WORK TO COMPLETE:
Your task is to repeat the entries exactly. Leave the pictures out.

━━ EXTRACTED MATERIAL

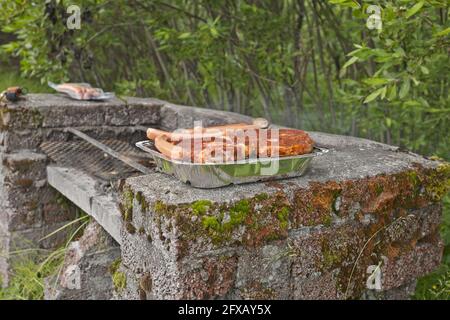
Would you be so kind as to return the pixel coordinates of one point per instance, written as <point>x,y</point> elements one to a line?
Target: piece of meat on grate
<point>237,145</point>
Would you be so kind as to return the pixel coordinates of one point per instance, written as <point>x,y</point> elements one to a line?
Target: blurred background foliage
<point>309,64</point>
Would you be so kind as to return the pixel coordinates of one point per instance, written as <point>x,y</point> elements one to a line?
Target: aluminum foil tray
<point>217,175</point>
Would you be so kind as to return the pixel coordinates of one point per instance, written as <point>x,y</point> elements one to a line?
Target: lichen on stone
<point>118,277</point>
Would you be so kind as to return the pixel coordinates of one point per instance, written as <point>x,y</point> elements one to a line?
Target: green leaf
<point>442,33</point>
<point>383,92</point>
<point>404,90</point>
<point>388,122</point>
<point>375,81</point>
<point>373,95</point>
<point>350,62</point>
<point>424,70</point>
<point>184,35</point>
<point>392,92</point>
<point>414,9</point>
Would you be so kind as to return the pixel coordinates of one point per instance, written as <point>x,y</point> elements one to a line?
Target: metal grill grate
<point>82,155</point>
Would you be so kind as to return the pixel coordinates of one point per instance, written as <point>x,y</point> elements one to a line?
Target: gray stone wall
<point>314,237</point>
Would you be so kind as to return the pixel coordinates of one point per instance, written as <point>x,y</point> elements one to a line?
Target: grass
<point>31,266</point>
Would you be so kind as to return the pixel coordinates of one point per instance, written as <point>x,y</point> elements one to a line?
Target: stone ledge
<point>316,224</point>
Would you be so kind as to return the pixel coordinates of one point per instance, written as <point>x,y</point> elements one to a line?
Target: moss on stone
<point>439,184</point>
<point>118,277</point>
<point>119,280</point>
<point>142,202</point>
<point>283,217</point>
<point>200,207</point>
<point>131,229</point>
<point>262,196</point>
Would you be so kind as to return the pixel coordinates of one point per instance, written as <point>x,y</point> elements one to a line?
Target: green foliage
<point>31,266</point>
<point>308,64</point>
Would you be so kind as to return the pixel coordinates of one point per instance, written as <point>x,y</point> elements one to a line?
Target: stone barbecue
<point>363,222</point>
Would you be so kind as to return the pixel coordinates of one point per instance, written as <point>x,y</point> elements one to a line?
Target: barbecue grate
<point>82,155</point>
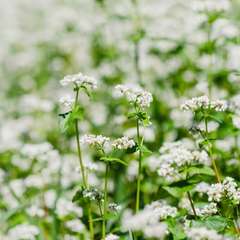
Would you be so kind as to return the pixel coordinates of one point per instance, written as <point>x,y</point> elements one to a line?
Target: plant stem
<point>192,205</point>
<point>139,169</point>
<point>90,220</point>
<point>210,152</point>
<point>105,202</point>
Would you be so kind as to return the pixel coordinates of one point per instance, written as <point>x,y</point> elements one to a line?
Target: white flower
<point>227,189</point>
<point>35,211</point>
<point>236,121</point>
<point>175,155</point>
<point>114,207</point>
<point>123,143</point>
<point>79,80</point>
<point>202,233</point>
<point>203,102</point>
<point>207,210</point>
<point>149,219</point>
<point>66,101</point>
<point>75,225</point>
<point>211,5</point>
<point>112,237</point>
<point>94,140</point>
<point>135,94</point>
<point>23,231</point>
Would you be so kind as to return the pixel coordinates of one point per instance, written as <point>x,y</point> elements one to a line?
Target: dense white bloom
<point>66,101</point>
<point>211,5</point>
<point>112,237</point>
<point>149,217</point>
<point>94,140</point>
<point>236,121</point>
<point>207,210</point>
<point>175,155</point>
<point>123,143</point>
<point>75,225</point>
<point>135,94</point>
<point>202,233</point>
<point>23,231</point>
<point>227,189</point>
<point>36,150</point>
<point>203,102</point>
<point>114,207</point>
<point>35,211</point>
<point>79,80</point>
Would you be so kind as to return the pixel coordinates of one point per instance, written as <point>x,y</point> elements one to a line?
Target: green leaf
<point>144,150</point>
<point>110,159</point>
<point>200,170</point>
<point>178,192</point>
<point>217,223</point>
<point>176,229</point>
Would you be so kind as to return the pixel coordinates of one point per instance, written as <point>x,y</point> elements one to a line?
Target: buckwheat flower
<point>93,194</point>
<point>112,237</point>
<point>94,140</point>
<point>123,143</point>
<point>207,210</point>
<point>211,5</point>
<point>231,189</point>
<point>114,207</point>
<point>215,192</point>
<point>202,233</point>
<point>236,121</point>
<point>66,101</point>
<point>35,211</point>
<point>203,102</point>
<point>75,225</point>
<point>202,187</point>
<point>23,231</point>
<point>135,94</point>
<point>80,80</point>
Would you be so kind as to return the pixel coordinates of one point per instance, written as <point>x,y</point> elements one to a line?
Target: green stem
<point>211,153</point>
<point>105,203</point>
<point>139,169</point>
<point>192,205</point>
<point>84,179</point>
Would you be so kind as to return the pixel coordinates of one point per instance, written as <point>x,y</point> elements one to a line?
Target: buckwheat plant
<point>71,118</point>
<point>140,100</point>
<point>203,109</point>
<point>106,149</point>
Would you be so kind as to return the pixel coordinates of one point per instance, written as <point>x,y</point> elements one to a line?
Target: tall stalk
<point>105,202</point>
<point>139,169</point>
<point>85,184</point>
<point>210,152</point>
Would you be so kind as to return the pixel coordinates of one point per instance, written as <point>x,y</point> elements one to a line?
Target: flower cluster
<point>202,233</point>
<point>207,210</point>
<point>112,237</point>
<point>204,103</point>
<point>66,101</point>
<point>176,155</point>
<point>94,140</point>
<point>228,189</point>
<point>149,219</point>
<point>79,80</point>
<point>136,95</point>
<point>23,231</point>
<point>123,143</point>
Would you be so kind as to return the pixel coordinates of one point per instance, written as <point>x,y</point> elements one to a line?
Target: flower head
<point>79,80</point>
<point>136,95</point>
<point>123,143</point>
<point>203,102</point>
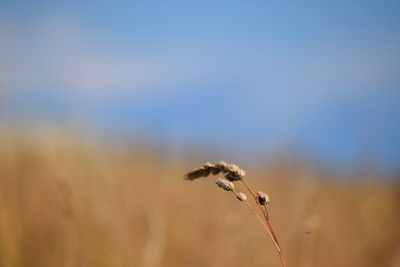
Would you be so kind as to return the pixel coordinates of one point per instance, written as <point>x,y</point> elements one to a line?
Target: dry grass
<point>232,174</point>
<point>67,203</point>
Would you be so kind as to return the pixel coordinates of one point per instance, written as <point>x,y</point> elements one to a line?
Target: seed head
<point>241,196</point>
<point>225,184</point>
<point>262,198</point>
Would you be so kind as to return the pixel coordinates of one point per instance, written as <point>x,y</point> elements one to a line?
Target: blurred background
<point>104,106</point>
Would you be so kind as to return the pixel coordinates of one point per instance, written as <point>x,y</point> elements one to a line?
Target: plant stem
<point>267,228</point>
<point>266,217</point>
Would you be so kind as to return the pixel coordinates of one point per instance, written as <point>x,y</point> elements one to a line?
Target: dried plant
<point>232,174</point>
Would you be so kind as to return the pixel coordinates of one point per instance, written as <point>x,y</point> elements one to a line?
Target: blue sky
<point>319,76</point>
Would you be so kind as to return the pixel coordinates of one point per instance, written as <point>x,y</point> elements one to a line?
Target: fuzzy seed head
<point>225,184</point>
<point>241,196</point>
<point>262,198</point>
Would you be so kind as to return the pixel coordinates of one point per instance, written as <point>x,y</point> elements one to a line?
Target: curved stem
<point>266,217</point>
<point>267,228</point>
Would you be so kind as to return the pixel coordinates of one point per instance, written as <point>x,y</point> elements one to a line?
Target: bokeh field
<point>69,202</point>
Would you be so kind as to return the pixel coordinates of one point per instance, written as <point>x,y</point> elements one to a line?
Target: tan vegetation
<point>65,202</point>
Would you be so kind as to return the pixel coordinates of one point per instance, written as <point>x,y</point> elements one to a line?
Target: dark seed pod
<point>262,198</point>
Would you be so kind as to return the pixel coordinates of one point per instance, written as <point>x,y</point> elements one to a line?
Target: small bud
<point>225,184</point>
<point>241,196</point>
<point>262,198</point>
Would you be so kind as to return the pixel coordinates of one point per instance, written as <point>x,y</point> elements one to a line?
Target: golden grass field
<point>69,202</point>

━━━━

REPLY:
Would you be so kind as to return the pixel coordinates of one point per instance, written as <point>x,y</point> elements one to a line?
Target: piece of meat on grate
<point>237,145</point>
Would you be so kind as to return the pixel coordinates of one point per instance, written as <point>x,y</point> elements one to a line?
Target: blurred background foliage
<point>309,64</point>
Would you be so kind as to return the pixel coordinates of one point per instance, written as <point>x,y</point> elements one to a line?
Target: aluminum foil tray
<point>217,175</point>
Would you be so kind as to return the pixel coordinates of one point per instance, written as <point>x,y</point> elements one to a line?
Target: lichen on stone
<point>118,277</point>
Would you be so kind as to return the pixel coordinates of one point per instance, written as <point>x,y</point> elements one to a line?
Target: green leaf
<point>442,33</point>
<point>383,92</point>
<point>404,90</point>
<point>388,122</point>
<point>375,81</point>
<point>373,95</point>
<point>350,62</point>
<point>424,70</point>
<point>184,35</point>
<point>392,92</point>
<point>414,9</point>
Would you be so kind as to return the pixel coordinates of one point per instance, written as <point>x,y</point> elements one to a line?
Target: metal grill grate
<point>82,155</point>
Would you be so kind as to return the pixel coordinates of one point per instance, written as <point>x,y</point> elements one to a line?
Target: gray stone wall
<point>314,237</point>
Would you be so kind as to return the pixel coordinates of one point per instance, written as <point>x,y</point> elements one to a line?
Target: grass
<point>31,266</point>
Would you be so kind as to return the pixel coordinates of one point per instance, written as <point>x,y</point> elements one to a line?
Target: stone ledge
<point>316,224</point>
Would you be so kind as to return the pixel coordinates of one point per instance, written as <point>x,y</point> elements one to a line?
Target: moss on stone
<point>439,184</point>
<point>118,277</point>
<point>119,280</point>
<point>142,202</point>
<point>283,217</point>
<point>200,207</point>
<point>131,229</point>
<point>262,196</point>
Would you be so kind as to return the pixel coordinates of one point per instance, written as <point>x,y</point> elements one to a line?
Target: green foliage
<point>31,266</point>
<point>308,64</point>
Would you be so kind as to return the pixel coordinates of one point per instance, written as <point>x,y</point> elements one to a line?
Target: stone barbecue
<point>363,222</point>
Would you be so kind as to return the pixel coordinates of one point per instance, written as <point>x,y</point> elements one to a line?
Target: barbecue grate
<point>82,155</point>
Would you be so kind as to return the pixel coordinates of one point per instance, written as <point>x,y</point> elements one to a line?
Target: plant stem
<point>192,205</point>
<point>139,169</point>
<point>90,220</point>
<point>210,152</point>
<point>105,202</point>
Would you be so kind as to return the pixel coordinates of one point per instance, written as <point>x,y</point> elements one to a line?
Target: white flower
<point>227,189</point>
<point>35,211</point>
<point>236,121</point>
<point>175,155</point>
<point>114,207</point>
<point>123,143</point>
<point>79,80</point>
<point>202,233</point>
<point>203,102</point>
<point>207,210</point>
<point>149,219</point>
<point>66,101</point>
<point>75,225</point>
<point>211,5</point>
<point>112,237</point>
<point>94,140</point>
<point>135,94</point>
<point>23,231</point>
Would you be so kind as to return the pixel coordinates of one point per instance, written as <point>x,y</point> elements one to a line?
Target: dense white bloom
<point>66,101</point>
<point>211,5</point>
<point>112,237</point>
<point>149,217</point>
<point>94,140</point>
<point>236,121</point>
<point>207,210</point>
<point>175,155</point>
<point>123,143</point>
<point>75,225</point>
<point>135,94</point>
<point>202,233</point>
<point>23,231</point>
<point>227,189</point>
<point>36,150</point>
<point>203,102</point>
<point>114,207</point>
<point>35,211</point>
<point>79,80</point>
Would you be so kind as to return the pixel coordinates of one point per instance, written as <point>x,y</point> elements one to a line?
Target: green leaf
<point>144,150</point>
<point>110,159</point>
<point>200,170</point>
<point>178,192</point>
<point>217,223</point>
<point>176,229</point>
Would you be so kind as to return the pixel coordinates of one point per instance, written as <point>x,y</point> elements one to a line?
Target: buckwheat flower
<point>93,194</point>
<point>112,237</point>
<point>94,140</point>
<point>123,143</point>
<point>207,210</point>
<point>211,5</point>
<point>231,189</point>
<point>114,207</point>
<point>215,192</point>
<point>202,233</point>
<point>236,121</point>
<point>66,101</point>
<point>35,211</point>
<point>203,102</point>
<point>75,225</point>
<point>202,187</point>
<point>23,231</point>
<point>135,94</point>
<point>80,80</point>
Would you be so kind as to return the pixel coordinates of one point per instance, written as <point>x,y</point> elements one to a line?
Target: green stem
<point>211,153</point>
<point>105,203</point>
<point>139,169</point>
<point>192,205</point>
<point>84,179</point>
Would you be so kind as to return the pixel coordinates of one point per instance, written as <point>x,y</point> elements one to a line?
Target: buckwheat plant
<point>71,118</point>
<point>140,100</point>
<point>203,109</point>
<point>106,149</point>
Would you be so kind as to return the pixel coordinates of one point per instance, written as <point>x,y</point> elements one to a line?
Target: tall stalk
<point>105,202</point>
<point>139,169</point>
<point>85,184</point>
<point>210,152</point>
Would you be so kind as to return the pixel coordinates of one point per instance, written as <point>x,y</point> elements one to a line?
Target: flower cluster
<point>202,233</point>
<point>207,210</point>
<point>112,237</point>
<point>204,103</point>
<point>66,101</point>
<point>176,155</point>
<point>94,140</point>
<point>228,189</point>
<point>149,219</point>
<point>79,80</point>
<point>136,95</point>
<point>23,231</point>
<point>123,143</point>
Would you be so kind as to return the pixel coordinates of one point per instance, written as <point>x,y</point> elements one to a line?
Target: flower head
<point>79,80</point>
<point>136,95</point>
<point>123,143</point>
<point>203,102</point>
Would you be so kind as to return the pixel coordinates of one point per instance, written as <point>x,y</point> elements one to a line?
Target: dry grass
<point>232,174</point>
<point>67,203</point>
Would you be so kind as to return the pixel coordinates of one point per instance, written as <point>x,y</point> elements one to a line?
Target: seed head
<point>241,196</point>
<point>225,184</point>
<point>262,198</point>
Would you be so kind as to return the pixel coordinates of one point per instance, written as <point>x,y</point> elements one to a line?
Target: blurred background
<point>104,106</point>
Would you be so kind as to return the pixel coordinates of one point per instance, written as <point>x,y</point> elements one to a line?
Target: plant stem
<point>267,228</point>
<point>266,217</point>
Would you be so kind as to return the pixel coordinates of one point per instance, written as <point>x,y</point> elements one to a line?
Target: dried plant
<point>232,174</point>
Would you be so kind as to return the pixel coordinates of one point per instance, written as <point>x,y</point> elements one to a line?
Target: blue sky
<point>319,76</point>
Would you be so kind as to return the pixel coordinates of one point per instance, written as <point>x,y</point> elements one to a line?
Target: fuzzy seed head
<point>225,184</point>
<point>241,196</point>
<point>262,198</point>
Would you be so kind as to return the pixel coordinates of one point per instance, written as <point>x,y</point> elements one to a line?
Target: curved stem
<point>266,217</point>
<point>267,228</point>
Would you be so kind as to return the pixel coordinates of one point per instance, written as <point>x,y</point> elements one to a line?
Target: bokeh field
<point>69,202</point>
Would you be so kind as to return the pixel coordinates of one point per instance, written as <point>x,y</point> elements one to a line?
Target: tan vegetation
<point>65,202</point>
Would you be so kind as to return the pixel coordinates of one point per instance, written as <point>x,y</point> elements one to a line?
Target: dark seed pod
<point>262,198</point>
Would you be so kind as to return the pixel coordinates of one point per instance, written as <point>x,y</point> elements one to a line?
Target: small bud
<point>225,184</point>
<point>241,196</point>
<point>262,198</point>
Would you be so kind as to return the pixel coordinates of one point per instance, written as <point>x,y</point> elements one to a line?
Target: golden grass field
<point>69,202</point>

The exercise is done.